> _Referring expression pointing data_:

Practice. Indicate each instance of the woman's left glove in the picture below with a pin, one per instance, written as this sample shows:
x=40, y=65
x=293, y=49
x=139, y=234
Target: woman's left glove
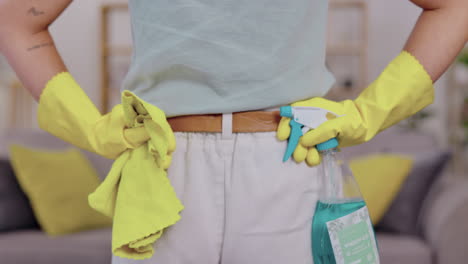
x=67, y=112
x=401, y=90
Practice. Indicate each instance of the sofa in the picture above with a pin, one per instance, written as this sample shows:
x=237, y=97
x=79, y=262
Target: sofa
x=442, y=224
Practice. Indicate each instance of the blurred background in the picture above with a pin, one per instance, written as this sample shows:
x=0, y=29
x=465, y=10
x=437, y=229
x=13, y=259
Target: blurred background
x=94, y=39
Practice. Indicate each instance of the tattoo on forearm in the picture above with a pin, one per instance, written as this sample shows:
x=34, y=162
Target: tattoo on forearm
x=33, y=11
x=47, y=44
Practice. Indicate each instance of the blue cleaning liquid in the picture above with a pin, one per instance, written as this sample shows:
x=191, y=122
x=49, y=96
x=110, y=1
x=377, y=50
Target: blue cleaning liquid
x=321, y=245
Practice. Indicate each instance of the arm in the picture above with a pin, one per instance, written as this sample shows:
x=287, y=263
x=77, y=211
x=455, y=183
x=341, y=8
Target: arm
x=64, y=108
x=26, y=42
x=440, y=33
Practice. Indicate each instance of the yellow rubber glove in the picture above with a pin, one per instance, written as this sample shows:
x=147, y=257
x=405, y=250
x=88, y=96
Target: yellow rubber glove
x=66, y=112
x=401, y=90
x=136, y=193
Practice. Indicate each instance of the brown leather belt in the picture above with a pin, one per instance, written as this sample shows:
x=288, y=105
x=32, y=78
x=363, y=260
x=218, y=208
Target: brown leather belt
x=242, y=122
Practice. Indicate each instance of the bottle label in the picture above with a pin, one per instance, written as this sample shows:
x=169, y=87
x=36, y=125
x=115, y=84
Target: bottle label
x=352, y=238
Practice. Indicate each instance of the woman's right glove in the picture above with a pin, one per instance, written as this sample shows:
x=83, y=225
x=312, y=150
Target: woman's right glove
x=400, y=91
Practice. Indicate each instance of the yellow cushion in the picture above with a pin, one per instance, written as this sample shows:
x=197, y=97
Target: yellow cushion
x=58, y=184
x=380, y=178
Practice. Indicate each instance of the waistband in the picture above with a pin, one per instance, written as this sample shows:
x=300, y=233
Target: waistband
x=240, y=122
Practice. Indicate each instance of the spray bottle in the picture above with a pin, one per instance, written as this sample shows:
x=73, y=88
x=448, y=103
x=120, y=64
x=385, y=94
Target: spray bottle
x=342, y=231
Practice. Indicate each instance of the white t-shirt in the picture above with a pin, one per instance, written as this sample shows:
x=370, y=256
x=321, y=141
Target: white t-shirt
x=222, y=56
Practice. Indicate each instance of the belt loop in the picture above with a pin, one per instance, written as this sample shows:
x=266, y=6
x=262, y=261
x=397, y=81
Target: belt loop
x=227, y=126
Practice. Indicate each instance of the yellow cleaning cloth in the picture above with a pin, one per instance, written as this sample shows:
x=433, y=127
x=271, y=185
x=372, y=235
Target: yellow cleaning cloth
x=380, y=178
x=136, y=193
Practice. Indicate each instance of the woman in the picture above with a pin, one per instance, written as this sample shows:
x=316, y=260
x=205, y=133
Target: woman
x=239, y=59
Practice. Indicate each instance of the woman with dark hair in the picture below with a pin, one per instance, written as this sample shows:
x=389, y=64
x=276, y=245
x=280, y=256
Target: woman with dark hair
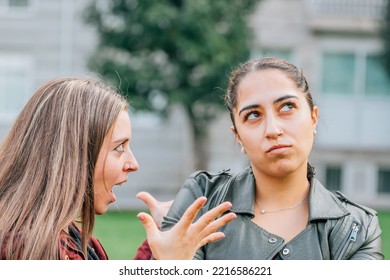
x=283, y=211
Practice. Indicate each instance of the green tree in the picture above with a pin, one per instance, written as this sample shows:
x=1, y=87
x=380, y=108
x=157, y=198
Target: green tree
x=159, y=53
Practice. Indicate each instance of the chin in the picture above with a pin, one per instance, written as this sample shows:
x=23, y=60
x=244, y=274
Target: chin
x=101, y=210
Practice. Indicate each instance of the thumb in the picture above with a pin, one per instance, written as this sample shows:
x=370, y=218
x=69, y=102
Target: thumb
x=147, y=198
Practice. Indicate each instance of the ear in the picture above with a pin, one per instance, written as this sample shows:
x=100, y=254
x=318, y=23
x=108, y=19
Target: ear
x=238, y=138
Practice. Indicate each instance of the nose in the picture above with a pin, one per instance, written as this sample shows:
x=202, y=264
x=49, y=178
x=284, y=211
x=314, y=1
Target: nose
x=272, y=129
x=131, y=163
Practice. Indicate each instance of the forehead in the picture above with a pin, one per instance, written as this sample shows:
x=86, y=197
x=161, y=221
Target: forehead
x=266, y=84
x=122, y=126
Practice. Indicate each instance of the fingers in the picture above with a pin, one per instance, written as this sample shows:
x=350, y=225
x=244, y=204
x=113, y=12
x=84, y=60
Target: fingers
x=190, y=214
x=149, y=225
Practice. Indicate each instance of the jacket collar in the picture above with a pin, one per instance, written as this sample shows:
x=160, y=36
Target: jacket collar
x=322, y=203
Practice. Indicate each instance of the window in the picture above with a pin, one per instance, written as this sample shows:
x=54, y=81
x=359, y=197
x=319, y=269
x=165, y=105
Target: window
x=17, y=7
x=384, y=180
x=338, y=73
x=15, y=81
x=333, y=178
x=377, y=80
x=354, y=74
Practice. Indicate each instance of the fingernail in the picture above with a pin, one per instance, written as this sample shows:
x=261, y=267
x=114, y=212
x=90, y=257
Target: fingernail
x=141, y=217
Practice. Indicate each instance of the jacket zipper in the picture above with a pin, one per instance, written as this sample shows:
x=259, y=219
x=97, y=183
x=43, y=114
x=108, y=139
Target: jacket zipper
x=351, y=238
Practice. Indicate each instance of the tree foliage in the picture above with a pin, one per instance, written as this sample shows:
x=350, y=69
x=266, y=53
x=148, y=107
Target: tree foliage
x=171, y=51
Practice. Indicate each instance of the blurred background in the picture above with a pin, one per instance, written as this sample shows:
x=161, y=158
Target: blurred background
x=172, y=59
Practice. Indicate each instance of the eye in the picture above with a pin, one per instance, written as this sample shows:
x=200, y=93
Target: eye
x=120, y=148
x=252, y=115
x=288, y=106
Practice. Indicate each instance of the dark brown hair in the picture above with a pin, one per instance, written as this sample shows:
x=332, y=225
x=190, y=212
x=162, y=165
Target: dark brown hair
x=265, y=63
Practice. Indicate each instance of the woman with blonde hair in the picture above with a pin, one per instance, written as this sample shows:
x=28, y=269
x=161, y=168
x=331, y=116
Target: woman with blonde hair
x=66, y=151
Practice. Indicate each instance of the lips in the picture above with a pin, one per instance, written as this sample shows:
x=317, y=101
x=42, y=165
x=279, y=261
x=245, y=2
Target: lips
x=276, y=148
x=113, y=197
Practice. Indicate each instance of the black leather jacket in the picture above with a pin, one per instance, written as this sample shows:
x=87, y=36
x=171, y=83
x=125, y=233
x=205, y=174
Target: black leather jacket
x=337, y=228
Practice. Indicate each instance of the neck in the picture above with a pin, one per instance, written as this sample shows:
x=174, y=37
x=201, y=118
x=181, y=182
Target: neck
x=274, y=192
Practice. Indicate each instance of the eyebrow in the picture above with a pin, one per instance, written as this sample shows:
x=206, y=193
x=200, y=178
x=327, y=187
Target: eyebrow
x=121, y=140
x=254, y=106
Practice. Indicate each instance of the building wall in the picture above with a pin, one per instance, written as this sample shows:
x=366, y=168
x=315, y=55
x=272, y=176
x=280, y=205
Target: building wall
x=353, y=131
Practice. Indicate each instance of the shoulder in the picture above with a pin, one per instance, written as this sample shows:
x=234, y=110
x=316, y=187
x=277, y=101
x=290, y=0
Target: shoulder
x=354, y=207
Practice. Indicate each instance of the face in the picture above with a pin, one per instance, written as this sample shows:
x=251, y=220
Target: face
x=274, y=123
x=114, y=162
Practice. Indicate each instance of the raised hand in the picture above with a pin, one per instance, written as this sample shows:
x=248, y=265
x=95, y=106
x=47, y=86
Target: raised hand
x=186, y=237
x=157, y=208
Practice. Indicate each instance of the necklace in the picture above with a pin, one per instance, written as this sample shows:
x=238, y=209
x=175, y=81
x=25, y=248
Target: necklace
x=265, y=211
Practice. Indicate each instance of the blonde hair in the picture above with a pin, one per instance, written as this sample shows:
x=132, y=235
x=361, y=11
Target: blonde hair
x=47, y=164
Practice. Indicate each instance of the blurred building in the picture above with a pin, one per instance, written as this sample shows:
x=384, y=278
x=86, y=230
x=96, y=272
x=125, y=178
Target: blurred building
x=336, y=42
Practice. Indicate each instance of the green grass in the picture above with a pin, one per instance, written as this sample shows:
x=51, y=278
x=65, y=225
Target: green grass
x=121, y=233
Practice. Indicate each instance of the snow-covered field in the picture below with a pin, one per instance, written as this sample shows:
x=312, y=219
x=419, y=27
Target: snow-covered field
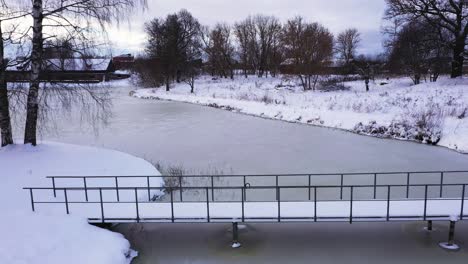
x=432, y=113
x=46, y=237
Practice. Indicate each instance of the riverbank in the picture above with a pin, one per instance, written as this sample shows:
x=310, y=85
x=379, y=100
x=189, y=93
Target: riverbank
x=50, y=237
x=431, y=113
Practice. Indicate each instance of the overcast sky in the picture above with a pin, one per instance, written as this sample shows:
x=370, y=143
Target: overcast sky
x=337, y=15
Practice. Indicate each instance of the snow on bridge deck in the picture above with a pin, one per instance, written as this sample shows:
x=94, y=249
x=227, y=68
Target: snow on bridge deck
x=376, y=210
x=120, y=204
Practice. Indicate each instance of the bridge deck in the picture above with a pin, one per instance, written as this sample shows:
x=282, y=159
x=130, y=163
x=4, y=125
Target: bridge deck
x=395, y=202
x=377, y=210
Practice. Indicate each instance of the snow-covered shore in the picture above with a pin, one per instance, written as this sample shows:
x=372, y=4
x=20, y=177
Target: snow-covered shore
x=45, y=237
x=432, y=113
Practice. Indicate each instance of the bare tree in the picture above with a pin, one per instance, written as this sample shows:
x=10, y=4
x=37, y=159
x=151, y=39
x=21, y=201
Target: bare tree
x=246, y=33
x=347, y=43
x=418, y=50
x=175, y=43
x=217, y=44
x=451, y=15
x=367, y=68
x=269, y=29
x=308, y=49
x=5, y=121
x=6, y=14
x=71, y=17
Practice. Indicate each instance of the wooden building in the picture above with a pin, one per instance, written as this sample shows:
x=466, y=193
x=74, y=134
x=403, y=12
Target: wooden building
x=67, y=71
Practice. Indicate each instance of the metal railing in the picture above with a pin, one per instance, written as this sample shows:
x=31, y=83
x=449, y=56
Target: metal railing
x=242, y=216
x=374, y=177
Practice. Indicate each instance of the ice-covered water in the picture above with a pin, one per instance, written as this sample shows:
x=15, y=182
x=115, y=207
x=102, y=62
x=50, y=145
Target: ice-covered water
x=199, y=137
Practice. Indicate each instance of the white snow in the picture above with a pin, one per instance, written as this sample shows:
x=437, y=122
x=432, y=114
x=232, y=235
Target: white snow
x=49, y=237
x=442, y=209
x=429, y=112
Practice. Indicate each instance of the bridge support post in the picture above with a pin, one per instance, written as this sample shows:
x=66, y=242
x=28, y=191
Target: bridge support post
x=450, y=245
x=429, y=227
x=235, y=235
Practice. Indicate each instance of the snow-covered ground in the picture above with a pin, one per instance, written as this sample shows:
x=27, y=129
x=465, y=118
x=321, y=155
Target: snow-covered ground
x=45, y=237
x=433, y=113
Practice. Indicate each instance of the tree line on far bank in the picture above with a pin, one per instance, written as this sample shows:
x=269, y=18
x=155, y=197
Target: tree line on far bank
x=423, y=38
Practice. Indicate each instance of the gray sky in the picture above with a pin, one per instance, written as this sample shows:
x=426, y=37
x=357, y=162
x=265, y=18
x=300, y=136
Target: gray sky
x=337, y=15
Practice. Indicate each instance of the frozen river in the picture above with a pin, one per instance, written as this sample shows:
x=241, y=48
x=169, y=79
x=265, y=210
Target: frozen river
x=199, y=138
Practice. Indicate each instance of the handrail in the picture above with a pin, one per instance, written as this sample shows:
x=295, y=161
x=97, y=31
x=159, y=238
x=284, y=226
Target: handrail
x=352, y=199
x=253, y=175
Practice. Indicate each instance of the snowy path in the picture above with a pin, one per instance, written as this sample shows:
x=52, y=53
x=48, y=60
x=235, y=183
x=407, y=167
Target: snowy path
x=375, y=210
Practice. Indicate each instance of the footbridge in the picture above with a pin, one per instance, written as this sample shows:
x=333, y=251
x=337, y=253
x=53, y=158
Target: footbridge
x=331, y=197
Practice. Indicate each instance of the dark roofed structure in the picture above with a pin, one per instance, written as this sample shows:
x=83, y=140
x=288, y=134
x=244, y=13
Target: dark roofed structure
x=75, y=70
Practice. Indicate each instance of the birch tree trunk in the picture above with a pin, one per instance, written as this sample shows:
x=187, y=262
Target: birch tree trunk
x=5, y=121
x=36, y=65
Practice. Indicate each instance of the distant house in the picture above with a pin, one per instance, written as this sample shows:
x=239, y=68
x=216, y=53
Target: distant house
x=123, y=62
x=75, y=70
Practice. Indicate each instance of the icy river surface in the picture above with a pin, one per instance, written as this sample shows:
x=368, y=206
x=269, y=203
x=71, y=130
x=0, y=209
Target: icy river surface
x=201, y=138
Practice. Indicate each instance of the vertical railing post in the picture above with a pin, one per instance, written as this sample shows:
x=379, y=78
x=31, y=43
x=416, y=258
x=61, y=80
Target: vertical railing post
x=407, y=185
x=451, y=241
x=136, y=205
x=172, y=204
x=462, y=211
x=32, y=199
x=207, y=205
x=180, y=189
x=351, y=206
x=315, y=204
x=117, y=188
x=53, y=186
x=245, y=188
x=441, y=184
x=425, y=202
x=149, y=188
x=212, y=188
x=375, y=186
x=279, y=203
x=102, y=205
x=388, y=201
x=341, y=188
x=86, y=188
x=66, y=200
x=277, y=185
x=243, y=208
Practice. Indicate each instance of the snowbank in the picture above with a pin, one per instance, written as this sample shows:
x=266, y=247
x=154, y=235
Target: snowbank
x=432, y=113
x=44, y=237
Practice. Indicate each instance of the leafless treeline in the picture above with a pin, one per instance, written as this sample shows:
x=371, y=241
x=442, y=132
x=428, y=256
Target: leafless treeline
x=70, y=26
x=258, y=45
x=424, y=38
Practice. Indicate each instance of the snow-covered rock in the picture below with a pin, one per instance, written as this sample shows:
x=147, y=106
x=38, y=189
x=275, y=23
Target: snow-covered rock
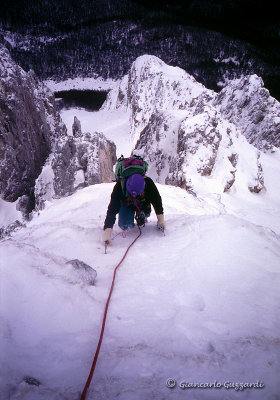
x=203, y=153
x=29, y=125
x=246, y=103
x=151, y=86
x=76, y=162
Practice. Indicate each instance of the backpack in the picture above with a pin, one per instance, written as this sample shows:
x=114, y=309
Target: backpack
x=129, y=166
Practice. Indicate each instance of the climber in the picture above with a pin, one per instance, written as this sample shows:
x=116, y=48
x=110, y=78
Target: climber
x=133, y=201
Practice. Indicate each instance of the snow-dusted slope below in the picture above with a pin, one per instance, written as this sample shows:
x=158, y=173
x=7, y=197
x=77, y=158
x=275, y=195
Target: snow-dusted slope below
x=198, y=305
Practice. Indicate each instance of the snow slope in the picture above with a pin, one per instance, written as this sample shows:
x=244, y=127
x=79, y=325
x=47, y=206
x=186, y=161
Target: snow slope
x=197, y=305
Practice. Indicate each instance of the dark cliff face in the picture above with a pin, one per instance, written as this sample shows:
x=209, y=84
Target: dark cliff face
x=29, y=124
x=214, y=41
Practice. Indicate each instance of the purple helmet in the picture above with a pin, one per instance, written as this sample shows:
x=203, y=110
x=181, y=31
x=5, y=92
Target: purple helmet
x=135, y=184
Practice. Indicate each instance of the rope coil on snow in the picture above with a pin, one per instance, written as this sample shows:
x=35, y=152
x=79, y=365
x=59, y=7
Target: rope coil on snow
x=83, y=396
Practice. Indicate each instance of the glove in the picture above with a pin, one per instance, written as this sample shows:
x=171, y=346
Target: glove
x=140, y=218
x=160, y=223
x=107, y=236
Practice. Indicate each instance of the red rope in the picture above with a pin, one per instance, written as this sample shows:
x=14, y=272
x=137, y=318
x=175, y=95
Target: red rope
x=83, y=396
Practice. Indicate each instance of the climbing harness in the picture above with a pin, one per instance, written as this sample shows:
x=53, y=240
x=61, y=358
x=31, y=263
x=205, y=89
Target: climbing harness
x=83, y=396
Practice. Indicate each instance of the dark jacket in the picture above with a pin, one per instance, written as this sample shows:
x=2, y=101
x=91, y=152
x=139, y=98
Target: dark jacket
x=151, y=196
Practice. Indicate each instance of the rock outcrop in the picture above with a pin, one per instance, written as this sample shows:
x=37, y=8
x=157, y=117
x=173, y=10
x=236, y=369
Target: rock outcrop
x=152, y=86
x=248, y=105
x=29, y=126
x=203, y=153
x=76, y=162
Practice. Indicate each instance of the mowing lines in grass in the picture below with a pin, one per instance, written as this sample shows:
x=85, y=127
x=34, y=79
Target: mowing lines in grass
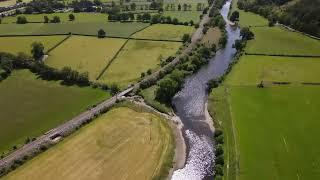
x=136, y=57
x=121, y=144
x=30, y=107
x=85, y=54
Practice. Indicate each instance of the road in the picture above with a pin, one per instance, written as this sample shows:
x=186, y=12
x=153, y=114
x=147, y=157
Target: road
x=69, y=126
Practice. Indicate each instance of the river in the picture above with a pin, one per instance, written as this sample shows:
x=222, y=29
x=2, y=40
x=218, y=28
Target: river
x=190, y=106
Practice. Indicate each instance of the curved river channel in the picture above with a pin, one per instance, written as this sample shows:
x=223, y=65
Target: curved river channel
x=190, y=106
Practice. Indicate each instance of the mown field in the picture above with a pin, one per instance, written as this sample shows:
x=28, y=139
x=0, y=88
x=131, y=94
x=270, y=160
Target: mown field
x=29, y=106
x=248, y=19
x=64, y=17
x=136, y=57
x=184, y=16
x=121, y=144
x=279, y=41
x=164, y=32
x=88, y=28
x=23, y=44
x=251, y=70
x=85, y=54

> _Work request_: Would you retype the lines of the data above, from the one holding "Target: road" through its final line, exactly and without adding any other line?

> _Written solution_:
Target: road
x=69, y=126
Practice. Indicate each instance of the river in the picture above with a pin, one per instance, written as this sample shows:
x=222, y=29
x=2, y=40
x=218, y=28
Target: river
x=190, y=106
Practice. Indicate each instance of the curved river channel in the picture above with a pin, one per instance, written as this sample shows:
x=223, y=65
Target: curved river channel
x=190, y=106
Practice. Indicate each instance of the mown field in the picture above with a pin, one per instance, written as this sample shows:
x=28, y=139
x=0, y=88
x=131, y=94
x=270, y=160
Target: mown field
x=29, y=106
x=248, y=19
x=64, y=17
x=136, y=57
x=184, y=16
x=121, y=144
x=279, y=41
x=164, y=32
x=88, y=28
x=23, y=44
x=251, y=70
x=85, y=54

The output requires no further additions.